**WHAT THIS TASK INVOLVES:**
Update the material below by replacing each "marker" with "dot" and leave everything else untouched.

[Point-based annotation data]
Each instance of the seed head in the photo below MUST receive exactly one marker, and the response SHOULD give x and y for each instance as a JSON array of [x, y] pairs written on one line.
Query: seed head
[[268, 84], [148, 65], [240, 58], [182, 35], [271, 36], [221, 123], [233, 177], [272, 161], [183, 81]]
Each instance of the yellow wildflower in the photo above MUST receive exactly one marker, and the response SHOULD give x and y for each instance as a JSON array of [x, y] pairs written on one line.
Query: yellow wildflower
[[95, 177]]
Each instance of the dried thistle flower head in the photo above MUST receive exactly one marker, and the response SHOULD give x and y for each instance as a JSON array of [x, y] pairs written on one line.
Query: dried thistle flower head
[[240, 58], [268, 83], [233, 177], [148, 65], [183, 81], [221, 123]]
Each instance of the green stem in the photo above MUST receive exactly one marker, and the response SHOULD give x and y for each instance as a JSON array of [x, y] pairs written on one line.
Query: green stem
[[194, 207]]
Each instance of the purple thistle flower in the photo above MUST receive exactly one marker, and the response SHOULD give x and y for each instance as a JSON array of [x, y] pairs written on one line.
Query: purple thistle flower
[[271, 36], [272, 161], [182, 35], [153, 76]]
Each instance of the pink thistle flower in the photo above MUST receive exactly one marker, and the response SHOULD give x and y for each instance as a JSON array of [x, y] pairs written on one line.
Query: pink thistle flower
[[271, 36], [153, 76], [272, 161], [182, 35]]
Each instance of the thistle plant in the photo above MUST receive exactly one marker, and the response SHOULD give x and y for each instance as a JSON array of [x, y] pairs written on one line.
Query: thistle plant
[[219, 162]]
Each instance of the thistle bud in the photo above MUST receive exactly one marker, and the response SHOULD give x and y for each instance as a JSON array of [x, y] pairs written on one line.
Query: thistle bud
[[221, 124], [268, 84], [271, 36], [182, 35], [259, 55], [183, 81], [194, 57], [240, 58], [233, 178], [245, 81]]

**SOLUTION BELOW:**
Each instance of the seed head in the photo below MUST receive exactly one dot, and the response SHOULD give x and y for each instance as a JSON array of [x, y] pairs written on one line.
Query: seed head
[[268, 84], [148, 65], [240, 58], [182, 35], [271, 36], [221, 123], [233, 177], [272, 161], [183, 81]]
Each instance of the yellow wildflower in the photo above MUST receive exactly one dot, and the response SHOULD give x and y for each instance as a JSON array of [x, y] pairs written on one line.
Query: yellow wildflower
[[95, 177]]
Each instance of the dried thistle flower head in the photo above MUST receive exactly one dot, and the response SHOULD give x and y for each instance as a JSON array of [x, y] pairs written on one line.
Query: dried thistle flower head
[[240, 58], [268, 83], [233, 177], [148, 65], [183, 81], [221, 123]]
Each instance of the green stem in the photo above MUST receive exactly one dot, and the response SHOULD give x and y for each instance as a JSON array of [x, y] pairs written on one line.
Query: green stem
[[194, 207]]
Each instance of the purple thistle flower in the photo above MUST receive exactly one dot, and the response SHOULD give x and y for each instance as a JSON array of [x, y] pairs written on one line.
Query: purple thistle flower
[[271, 36], [272, 161], [182, 35], [153, 76]]
Each instance of the pink thistle flower in the photo above MUST receive exactly one dot, and the response SHOULD give x and y for each instance as a JSON array of [x, y] pairs written on one line.
Query: pink thistle flower
[[271, 36], [153, 76], [272, 161], [182, 35]]
Each instance of the thistle plant in the photo above MUST receive exactly one dot, and the response SHOULD give x and y for each instance as a JSON array of [x, y] pairs written on one line.
Query: thistle plant
[[219, 162]]
Each instance of the thistle bud in the photo above MUST receive exactly one dot, and the response SHOULD give x and y for each instance as a JSON array of [x, y] pairs written on one line.
Query: thistle bud
[[221, 124], [268, 84], [271, 36], [182, 35], [259, 55], [183, 81], [194, 57], [240, 58], [233, 178], [245, 81]]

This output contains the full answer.